Starting with the line containing "[outline] shadow on grass" and going on through the end of the entries, rewrite those lines with "knit hat" replaced by "wool cap" and everything else unchanged. Omit the pictures from your answer.

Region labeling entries
━━━

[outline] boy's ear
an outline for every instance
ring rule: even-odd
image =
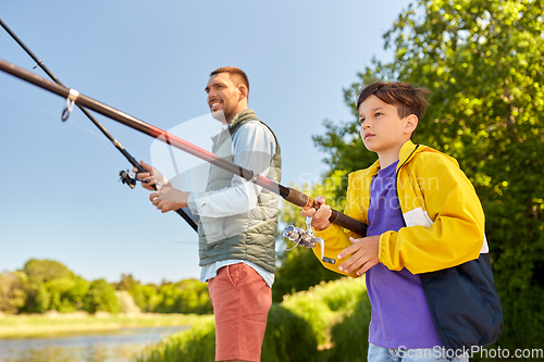
[[[419,118],[416,114],[410,114],[405,118],[405,132],[411,134],[418,127]]]

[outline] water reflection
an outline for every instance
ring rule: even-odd
[[[111,334],[54,338],[0,339],[2,362],[128,362],[146,345],[186,329],[123,328]]]

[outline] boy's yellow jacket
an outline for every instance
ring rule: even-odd
[[[376,161],[349,174],[344,213],[368,224],[370,182],[380,170]],[[457,161],[426,146],[407,141],[397,165],[397,196],[407,227],[380,237],[379,261],[392,271],[406,267],[412,274],[456,266],[487,253],[484,214],[474,188]],[[332,224],[316,236],[325,241],[325,255],[336,259],[351,245],[353,232]],[[320,248],[313,249],[321,260]],[[345,260],[348,257],[345,258]],[[343,260],[344,261],[344,260]],[[323,263],[334,272],[338,265]],[[348,275],[357,277],[355,272]]]

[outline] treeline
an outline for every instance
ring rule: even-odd
[[[119,283],[86,280],[52,260],[29,260],[24,267],[0,274],[0,312],[9,314],[98,311],[211,313],[208,288],[196,279],[143,285],[132,275]]]

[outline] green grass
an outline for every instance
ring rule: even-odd
[[[23,338],[115,330],[126,327],[194,325],[209,315],[143,313],[134,315],[86,313],[20,314],[0,316],[0,338]]]
[[[343,278],[287,296],[272,304],[262,362],[364,361],[370,303],[364,279]],[[148,347],[137,362],[213,361],[213,320],[195,324]]]

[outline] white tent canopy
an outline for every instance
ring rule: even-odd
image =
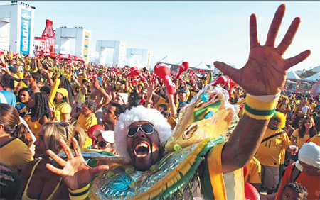
[[[141,63],[140,60],[137,59],[135,55],[133,55],[129,59],[124,61],[124,65],[128,65],[130,67],[137,67],[138,68],[144,67]]]
[[[312,70],[312,71],[314,71],[314,72],[320,72],[320,66],[314,67],[312,68],[311,70]]]
[[[309,82],[316,82],[320,79],[320,72],[316,72],[314,75],[309,77],[307,78],[305,78],[303,79],[304,81],[309,81]]]
[[[287,79],[294,79],[294,80],[301,80],[301,78],[297,75],[297,74],[294,71],[290,71],[288,72],[287,75]]]
[[[164,58],[162,58],[161,60],[158,61],[156,63],[159,63],[159,62],[164,62],[164,63],[169,63],[169,64],[174,63],[171,57],[169,55],[166,55],[166,57],[164,57]]]
[[[208,67],[207,65],[206,65],[203,63],[203,62],[200,62],[199,64],[198,64],[197,65],[196,65],[193,68],[194,68],[194,69],[207,70],[210,70],[209,67]]]

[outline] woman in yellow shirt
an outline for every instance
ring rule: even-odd
[[[69,122],[72,108],[69,104],[68,95],[67,89],[64,88],[59,88],[57,90],[55,97],[55,101],[53,102],[55,107],[55,121]]]
[[[32,153],[26,142],[28,140],[26,127],[20,122],[17,110],[7,104],[0,104],[0,162],[20,171],[33,160]],[[30,135],[31,136],[31,135]]]
[[[50,122],[43,126],[38,138],[35,142],[35,157],[38,160],[28,162],[21,171],[22,187],[16,194],[16,199],[69,199],[69,191],[63,179],[49,171],[46,165],[58,166],[49,158],[46,151],[58,154],[62,150],[59,140],[71,145],[71,138],[75,138],[82,146],[85,132],[79,126],[66,122]],[[74,140],[74,139],[73,139]]]
[[[32,95],[28,103],[28,107],[30,108],[31,113],[23,118],[28,123],[36,138],[38,138],[38,133],[42,125],[51,121],[53,118],[49,107],[49,98],[41,92],[36,92]]]
[[[291,143],[300,149],[311,138],[317,134],[314,121],[312,118],[306,116],[302,120],[302,123],[298,129],[296,129],[291,135]],[[298,152],[299,154],[299,152]],[[298,154],[291,155],[290,164],[298,160]]]
[[[292,145],[301,148],[309,138],[316,135],[314,121],[312,118],[307,116],[304,118],[300,128],[295,130],[291,137]]]

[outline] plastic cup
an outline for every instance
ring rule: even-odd
[[[297,152],[296,152],[297,146],[296,145],[289,145],[289,148],[291,149],[291,155],[297,155]]]

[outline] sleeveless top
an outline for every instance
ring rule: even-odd
[[[32,175],[33,175],[34,173],[34,170],[36,170],[36,167],[38,166],[38,165],[40,163],[40,162],[41,161],[41,159],[40,159],[37,162],[36,162],[36,164],[34,165],[33,167],[32,168],[31,170],[31,174],[30,175],[29,179],[28,179],[28,183],[26,185],[26,187],[24,188],[24,191],[23,191],[23,194],[22,194],[21,196],[21,199],[28,199],[28,200],[36,200],[36,199],[32,199],[32,198],[29,198],[27,196],[27,191],[28,191],[28,188],[29,187],[29,184],[30,182],[31,181],[31,178],[32,178]],[[50,195],[49,197],[48,197],[47,199],[51,199],[52,197],[53,196],[53,195],[55,194],[55,192],[57,191],[58,189],[59,189],[59,187],[61,183],[61,180],[62,178],[60,178],[60,181],[59,183],[58,184],[57,187],[55,187],[55,190],[53,190],[53,193],[51,194],[51,195]]]

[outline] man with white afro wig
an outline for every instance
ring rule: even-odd
[[[139,106],[119,116],[114,144],[126,161],[145,170],[162,157],[162,143],[171,135],[171,126],[159,111]]]

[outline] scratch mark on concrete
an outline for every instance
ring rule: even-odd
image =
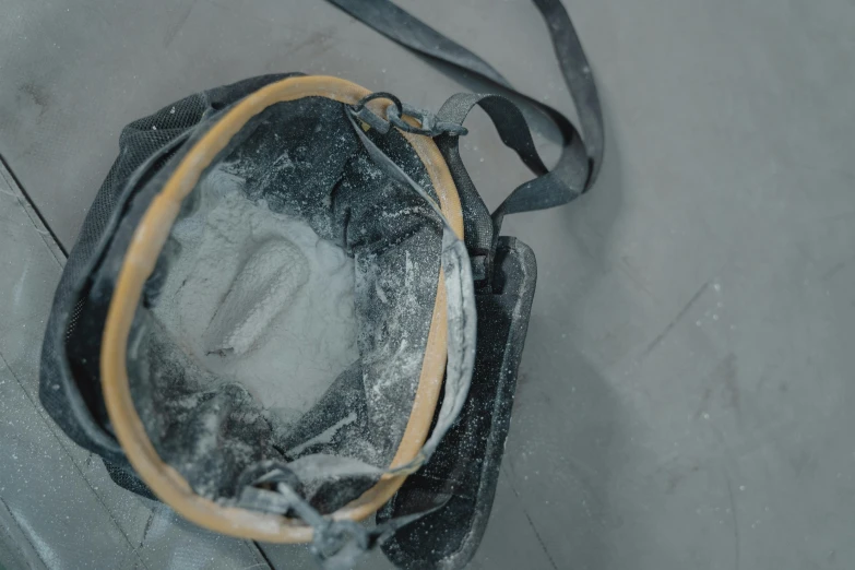
[[[546,548],[546,543],[544,543],[544,539],[541,537],[541,533],[537,532],[537,527],[534,525],[534,521],[532,521],[532,518],[529,515],[529,510],[525,508],[525,502],[522,500],[520,494],[516,491],[516,487],[514,487],[511,477],[508,477],[508,484],[511,487],[511,491],[513,491],[513,496],[516,497],[516,499],[520,501],[520,506],[523,510],[523,514],[525,515],[525,519],[529,521],[529,526],[532,527],[532,532],[534,532],[534,536],[537,538],[537,542],[541,545],[541,549],[543,549],[544,554],[546,555],[546,559],[549,560],[549,565],[551,565],[553,570],[558,570],[558,566],[555,563],[555,560],[553,559],[553,555],[550,555],[549,549]]]
[[[672,321],[665,326],[665,329],[655,337],[653,341],[648,345],[648,347],[644,349],[644,353],[641,355],[641,358],[646,358],[650,353],[653,352],[656,346],[660,345],[660,343],[668,335],[668,333],[677,325],[678,322],[686,316],[686,313],[691,309],[692,305],[694,305],[698,299],[701,298],[701,295],[706,290],[706,288],[710,286],[710,282],[708,281],[703,285],[701,285],[701,288],[697,290],[694,295],[692,295],[691,299],[689,299],[689,302],[684,305],[682,309],[680,309],[680,312],[677,313],[677,316],[672,319]]]
[[[734,500],[734,489],[733,484],[731,483],[731,476],[725,475],[727,480],[727,496],[731,498],[731,516],[734,521],[734,568],[736,570],[739,570],[740,568],[740,560],[741,557],[739,547],[739,520],[736,516],[736,501]]]
[[[168,48],[169,45],[173,43],[175,37],[178,35],[178,32],[181,31],[182,27],[185,27],[185,24],[187,23],[187,19],[190,17],[190,12],[193,10],[193,5],[195,4],[195,0],[192,0],[190,4],[185,9],[185,11],[181,13],[181,15],[178,16],[178,20],[166,31],[166,35],[164,36],[164,48]]]

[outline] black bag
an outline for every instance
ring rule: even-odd
[[[39,395],[114,480],[199,524],[311,541],[329,567],[382,544],[403,568],[461,568],[486,529],[534,295],[532,251],[499,229],[506,214],[591,187],[603,149],[596,90],[557,0],[535,3],[584,143],[561,114],[390,2],[333,3],[546,112],[565,136],[557,166],[543,165],[522,114],[501,95],[458,94],[432,115],[342,80],[292,74],[167,105],[121,133],[55,297]],[[537,175],[492,215],[458,152],[475,105]],[[209,273],[230,274],[224,283],[252,275],[271,296],[234,285],[214,294],[224,285],[192,269],[209,258],[188,231],[202,235],[216,212],[244,207],[251,212],[229,222],[235,233],[215,241],[224,261]],[[290,223],[353,258],[358,358],[282,419],[209,365],[223,359],[234,370],[238,357],[258,354],[276,304],[311,285],[289,276],[302,263],[280,235]],[[242,261],[229,264],[235,252]],[[183,309],[168,304],[209,293],[226,309],[205,322],[227,325],[207,329],[227,333],[189,346],[169,324]],[[249,321],[258,326],[245,334]],[[375,512],[373,529],[352,522]]]

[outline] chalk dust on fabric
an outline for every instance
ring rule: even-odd
[[[290,424],[359,357],[354,261],[242,185],[224,169],[200,182],[154,313],[188,355]]]

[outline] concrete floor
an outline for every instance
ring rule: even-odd
[[[572,112],[527,0],[400,4]],[[535,250],[539,280],[494,513],[472,567],[852,568],[855,4],[567,7],[599,85],[606,162],[577,203],[506,223]],[[0,9],[0,154],[66,248],[120,128],[188,93],[299,70],[438,108],[472,85],[320,0]],[[467,126],[464,159],[495,206],[527,173],[484,117]],[[17,209],[0,222],[0,263],[11,268],[0,276],[11,299],[0,389],[19,388],[0,405],[12,465],[0,467],[0,526],[28,544],[8,559],[263,568],[252,545],[100,486],[97,462],[34,405],[33,347],[61,253],[12,186],[0,195]],[[34,233],[22,237],[27,224]],[[22,463],[9,463],[10,450]],[[21,468],[52,460],[45,497],[12,492],[33,488]],[[116,529],[96,535],[99,525]],[[264,551],[276,568],[311,568],[305,550]]]

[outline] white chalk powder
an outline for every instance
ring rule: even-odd
[[[180,253],[155,316],[224,382],[239,381],[285,423],[357,360],[354,262],[302,221],[214,170],[173,228]]]

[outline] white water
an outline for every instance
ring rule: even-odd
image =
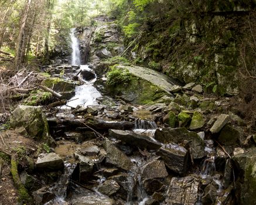
[[[71,33],[70,34],[71,41],[72,47],[72,66],[80,65],[80,51],[79,50],[79,43],[77,38],[75,36],[74,33],[76,28],[73,28],[70,29]]]

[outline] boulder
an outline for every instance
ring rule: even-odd
[[[127,156],[120,151],[109,139],[105,139],[104,140],[103,147],[107,152],[106,163],[112,165],[126,170],[131,170],[134,166],[133,163]]]
[[[64,162],[56,153],[41,153],[36,162],[36,169],[39,171],[62,170]]]
[[[173,177],[167,193],[167,204],[194,205],[199,191],[199,181],[193,176]]]
[[[189,125],[189,129],[202,128],[204,125],[204,122],[203,115],[198,112],[194,112]]]
[[[204,144],[196,132],[189,132],[186,128],[157,129],[155,132],[155,139],[168,144],[174,142],[184,144],[189,149],[194,159],[201,159],[205,156]]]
[[[116,193],[120,188],[120,186],[117,182],[114,180],[108,179],[99,186],[98,190],[104,194],[111,196]]]
[[[212,134],[218,133],[230,120],[228,115],[222,114],[218,117],[213,127],[210,129]]]
[[[162,147],[156,154],[161,157],[165,164],[172,171],[181,175],[186,173],[189,162],[189,155],[185,148],[172,144],[172,146]]]
[[[110,129],[108,133],[112,138],[142,149],[156,150],[162,146],[160,143],[153,141],[149,137],[138,135],[131,131]]]
[[[221,129],[218,141],[224,145],[235,145],[240,144],[242,134],[233,126],[226,125]]]
[[[256,148],[253,148],[243,153],[238,154],[233,159],[238,165],[242,179],[236,182],[236,194],[240,204],[255,204],[256,196]]]
[[[12,112],[10,122],[13,128],[23,127],[37,139],[50,138],[48,123],[41,107],[19,105]]]

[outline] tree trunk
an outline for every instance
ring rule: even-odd
[[[17,39],[17,43],[16,45],[16,53],[15,59],[15,69],[18,70],[21,67],[25,57],[25,29],[26,28],[26,22],[28,18],[28,15],[29,11],[32,0],[28,0],[26,4],[24,13],[22,18],[21,26],[19,30],[19,36]]]

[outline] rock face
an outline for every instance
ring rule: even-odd
[[[155,132],[155,139],[165,144],[182,143],[191,148],[194,159],[201,159],[205,156],[203,141],[196,132],[189,132],[185,128],[158,129]]]
[[[168,191],[168,204],[194,205],[197,199],[199,182],[194,177],[173,177]]]
[[[236,186],[237,194],[240,196],[240,204],[256,204],[256,148],[249,152],[238,154],[233,157],[241,171],[243,179]]]
[[[50,138],[46,118],[40,107],[19,105],[12,112],[10,122],[13,128],[25,128],[33,138],[38,139]]]
[[[113,165],[121,169],[129,170],[134,164],[131,160],[114,145],[111,142],[105,139],[103,142],[107,155],[105,163]]]
[[[38,156],[36,166],[39,171],[62,170],[64,169],[63,160],[55,153],[40,154]]]
[[[138,146],[141,149],[157,150],[162,146],[160,143],[153,141],[148,136],[140,135],[132,131],[110,129],[108,132],[110,136],[130,145]]]

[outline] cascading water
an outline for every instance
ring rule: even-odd
[[[70,29],[70,37],[72,47],[72,66],[80,65],[80,51],[79,50],[79,43],[77,38],[75,36],[76,28],[73,28]]]

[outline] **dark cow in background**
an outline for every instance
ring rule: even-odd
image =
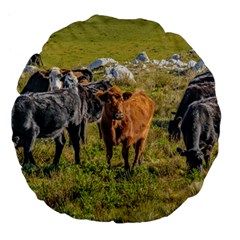
[[[101,129],[106,146],[106,157],[110,165],[113,146],[122,143],[125,169],[130,168],[128,155],[133,145],[135,159],[132,165],[140,164],[146,138],[154,112],[154,103],[142,91],[122,92],[114,86],[97,96],[104,102]]]
[[[175,113],[174,119],[169,121],[168,133],[169,139],[179,141],[181,136],[180,131],[180,120],[186,112],[188,106],[202,98],[214,97],[215,84],[213,82],[203,82],[198,84],[189,85],[186,89],[183,98],[178,106],[177,112]]]
[[[53,164],[58,164],[67,129],[75,151],[75,162],[80,163],[79,140],[81,123],[91,113],[98,116],[102,103],[81,85],[52,92],[20,95],[12,109],[12,140],[15,147],[23,147],[24,164],[35,164],[32,150],[37,138],[54,138],[56,152]],[[98,103],[98,104],[96,104]],[[91,108],[91,109],[90,109]]]
[[[181,118],[181,131],[186,150],[177,148],[187,158],[190,170],[210,165],[211,150],[220,134],[221,112],[216,97],[195,101]]]
[[[33,54],[27,62],[27,65],[31,66],[43,66],[41,55],[38,53]]]
[[[52,67],[50,70],[35,72],[26,83],[21,94],[26,92],[47,92],[63,87],[77,86],[77,83],[86,83],[93,80],[92,72],[88,69],[61,70]],[[74,84],[73,84],[74,82]]]

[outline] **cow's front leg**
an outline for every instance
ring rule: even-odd
[[[57,165],[59,163],[59,159],[62,154],[64,144],[66,142],[64,134],[62,133],[59,137],[56,137],[54,141],[55,141],[55,156],[53,160],[53,165]]]
[[[75,153],[75,163],[80,164],[80,128],[81,125],[78,126],[70,126],[68,128],[68,133],[73,145],[74,153]]]
[[[106,149],[107,149],[107,155],[106,155],[107,163],[108,163],[109,167],[111,167],[111,159],[113,156],[113,145],[110,143],[106,143],[105,145],[106,145]]]
[[[122,156],[123,156],[124,163],[125,163],[125,165],[124,165],[125,170],[130,169],[130,165],[129,165],[129,162],[128,162],[129,148],[130,148],[130,146],[128,144],[123,143]]]

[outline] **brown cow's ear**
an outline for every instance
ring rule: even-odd
[[[107,102],[108,101],[108,92],[103,92],[103,91],[98,91],[96,93],[96,96],[103,102]]]
[[[131,92],[124,92],[123,93],[123,99],[128,100],[132,96]]]

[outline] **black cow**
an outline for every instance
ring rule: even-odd
[[[41,55],[38,53],[33,54],[27,62],[27,65],[43,66]]]
[[[103,103],[95,97],[98,91],[106,91],[112,87],[109,81],[98,80],[97,82],[91,82],[82,85],[86,90],[87,97],[91,99],[88,101],[88,112],[81,124],[81,139],[83,143],[86,143],[86,126],[87,123],[97,122],[100,139],[102,138],[102,132],[100,129],[100,120],[103,113]],[[94,106],[94,107],[93,107]]]
[[[73,81],[76,79],[76,84]],[[63,87],[77,86],[78,83],[93,80],[92,72],[88,69],[61,70],[52,67],[50,70],[35,72],[24,86],[21,94],[27,92],[47,92]]]
[[[91,90],[81,85],[53,92],[29,93],[20,95],[12,109],[12,140],[15,147],[24,148],[24,164],[29,161],[35,164],[32,149],[37,138],[52,137],[55,140],[56,152],[53,164],[58,164],[66,142],[66,128],[75,151],[75,162],[80,163],[79,139],[81,123],[88,119],[89,113],[97,115]],[[98,100],[100,102],[100,100]],[[89,109],[89,108],[92,109]]]
[[[188,85],[192,84],[199,84],[199,83],[206,83],[206,82],[212,82],[214,83],[214,77],[210,71],[206,71],[205,73],[197,75],[194,79],[192,79]]]
[[[214,97],[215,93],[215,84],[212,82],[205,82],[199,84],[192,84],[186,89],[183,98],[178,106],[177,112],[173,120],[169,121],[168,133],[169,139],[179,141],[181,136],[180,131],[180,119],[183,117],[188,106],[197,100],[202,98]]]
[[[205,160],[209,167],[211,150],[220,134],[221,112],[216,97],[195,101],[181,119],[181,131],[186,150],[177,148],[187,157],[189,169],[201,170]]]

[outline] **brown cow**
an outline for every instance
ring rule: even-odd
[[[135,148],[135,159],[132,165],[134,168],[136,162],[141,163],[144,143],[153,117],[154,102],[142,91],[123,93],[117,86],[105,92],[98,92],[97,96],[105,103],[100,124],[109,165],[113,146],[122,143],[122,156],[126,170],[130,168],[129,148],[131,145]]]

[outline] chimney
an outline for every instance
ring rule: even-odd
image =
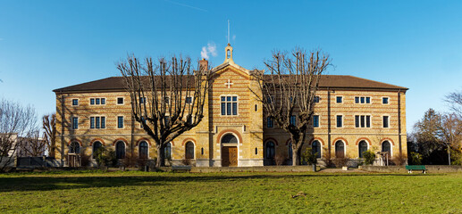
[[[202,60],[199,61],[199,70],[208,70],[208,61],[206,61],[204,58],[202,58]]]

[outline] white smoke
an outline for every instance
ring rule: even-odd
[[[207,43],[207,45],[203,46],[200,52],[200,56],[204,59],[208,60],[210,55],[216,56],[216,45],[214,42]]]

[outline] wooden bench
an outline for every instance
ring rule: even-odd
[[[191,170],[191,166],[172,166],[172,171],[189,172],[190,170]]]
[[[422,173],[426,174],[426,168],[424,165],[406,165],[407,173],[412,173],[412,170],[422,170]]]

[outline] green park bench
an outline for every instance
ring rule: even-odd
[[[189,172],[191,170],[191,166],[172,166],[172,171]]]
[[[412,170],[422,170],[422,173],[426,173],[425,165],[406,165],[406,169],[407,169],[407,173],[412,173]]]

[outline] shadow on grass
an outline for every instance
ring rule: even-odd
[[[240,175],[239,175],[240,174]],[[407,174],[270,174],[270,173],[220,173],[220,174],[188,174],[188,173],[143,173],[130,176],[107,173],[105,177],[86,176],[85,174],[64,174],[60,177],[26,176],[0,177],[1,192],[18,191],[51,191],[94,187],[118,186],[153,186],[178,185],[178,182],[226,182],[245,181],[248,179],[283,179],[304,177],[421,177],[436,175],[407,175]],[[27,174],[26,174],[27,175]],[[263,181],[262,182],[265,182]]]

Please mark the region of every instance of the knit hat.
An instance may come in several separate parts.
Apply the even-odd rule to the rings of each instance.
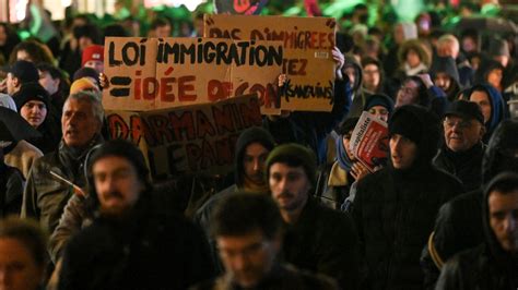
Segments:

━━━

• Worked answer:
[outline] shadow on grass
an outline for every instance
ring rule: even-odd
[[[240,175],[239,175],[240,174]],[[407,174],[270,174],[270,173],[220,173],[220,174],[188,174],[188,173],[143,173],[130,176],[107,173],[105,177],[86,176],[85,174],[64,174],[60,177],[26,176],[0,177],[1,192],[18,191],[51,191],[94,187],[118,186],[153,186],[178,185],[178,182],[226,182],[245,181],[248,179],[283,179],[304,177],[421,177],[436,175],[407,175]],[[27,174],[26,174],[27,175]],[[263,181],[262,182],[265,182]]]

Please mark the region of every instance of the wool cap.
An instance may come in several separate parts.
Apply the even-odd rule to the rings of each instance.
Segments:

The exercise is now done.